- [Task prompt] Copy each line of the records that includes "sheep".
________________________________________
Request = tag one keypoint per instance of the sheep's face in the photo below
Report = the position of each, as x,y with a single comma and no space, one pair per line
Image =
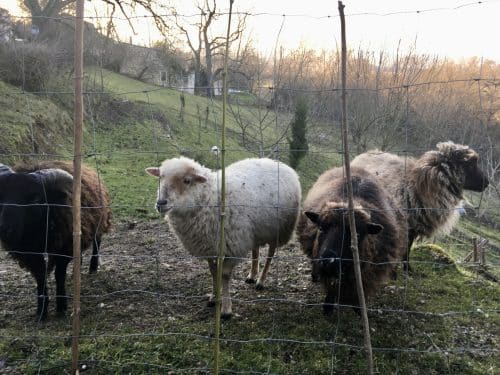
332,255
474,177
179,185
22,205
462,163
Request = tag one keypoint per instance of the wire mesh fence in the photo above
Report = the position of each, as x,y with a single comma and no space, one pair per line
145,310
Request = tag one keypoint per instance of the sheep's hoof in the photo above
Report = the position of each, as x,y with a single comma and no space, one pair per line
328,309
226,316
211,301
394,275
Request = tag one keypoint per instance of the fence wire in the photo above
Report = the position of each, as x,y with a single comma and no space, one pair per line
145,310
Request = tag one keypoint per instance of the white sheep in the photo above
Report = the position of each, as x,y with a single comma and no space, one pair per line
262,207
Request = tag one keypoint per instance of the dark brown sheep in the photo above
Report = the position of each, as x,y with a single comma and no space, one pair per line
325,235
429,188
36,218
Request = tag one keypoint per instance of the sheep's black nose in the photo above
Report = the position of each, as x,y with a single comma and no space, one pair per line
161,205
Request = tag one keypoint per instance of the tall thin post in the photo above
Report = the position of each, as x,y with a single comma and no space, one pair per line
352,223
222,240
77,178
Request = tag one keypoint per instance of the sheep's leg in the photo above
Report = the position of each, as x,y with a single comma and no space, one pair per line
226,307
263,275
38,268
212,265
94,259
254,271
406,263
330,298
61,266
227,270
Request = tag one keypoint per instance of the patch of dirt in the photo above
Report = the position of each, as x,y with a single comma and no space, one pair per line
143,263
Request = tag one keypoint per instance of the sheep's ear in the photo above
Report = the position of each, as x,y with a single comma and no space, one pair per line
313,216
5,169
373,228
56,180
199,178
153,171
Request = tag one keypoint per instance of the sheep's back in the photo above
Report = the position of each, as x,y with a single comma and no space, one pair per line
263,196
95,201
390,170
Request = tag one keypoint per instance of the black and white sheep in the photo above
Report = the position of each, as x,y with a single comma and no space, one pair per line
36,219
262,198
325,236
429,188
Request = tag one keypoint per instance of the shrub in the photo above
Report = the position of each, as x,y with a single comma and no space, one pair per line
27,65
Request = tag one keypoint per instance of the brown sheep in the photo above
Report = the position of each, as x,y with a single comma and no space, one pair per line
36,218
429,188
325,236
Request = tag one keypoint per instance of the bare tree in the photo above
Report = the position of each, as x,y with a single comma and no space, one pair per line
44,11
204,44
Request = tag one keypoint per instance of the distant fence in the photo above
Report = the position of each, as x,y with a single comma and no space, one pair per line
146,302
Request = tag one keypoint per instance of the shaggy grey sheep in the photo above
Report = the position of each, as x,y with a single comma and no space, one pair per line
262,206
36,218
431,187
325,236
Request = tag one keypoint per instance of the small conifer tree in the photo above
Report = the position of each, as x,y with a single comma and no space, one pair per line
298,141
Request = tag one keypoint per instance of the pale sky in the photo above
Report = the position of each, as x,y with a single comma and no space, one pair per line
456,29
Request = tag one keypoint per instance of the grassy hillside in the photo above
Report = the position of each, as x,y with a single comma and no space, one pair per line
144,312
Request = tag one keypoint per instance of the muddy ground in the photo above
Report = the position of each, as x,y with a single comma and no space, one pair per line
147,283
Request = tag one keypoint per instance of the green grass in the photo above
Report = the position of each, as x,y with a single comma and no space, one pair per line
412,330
________________________________________
- [Written response]
Request = tag one keypoint per instance of the sheep's face in the photo below
Request = tag one keypoint per instance of the sheep's hoof in the photo above
Request = tag one keypoint per instance of the white sheep in the photo above
Request = tag one keypoint per instance of the dark brown sheep in the photo above
Request = tag one keypoint per instance of the sheep's black nose in the photo above
Request = tag one keypoint per instance of the sheep's leg in the photo above
Request = tag one keypoint per instance of the sheep's ear in the photo above
Request = tag one keypoint per instance of the sheep's back in the photo above
Request = tag one keypoint per instance of the black and white sheep in the photo above
Request = tag one keypoint per instance of the brown sheep in the photo above
Request = tag one keypoint per instance of the shaggy grey sheep in the photo above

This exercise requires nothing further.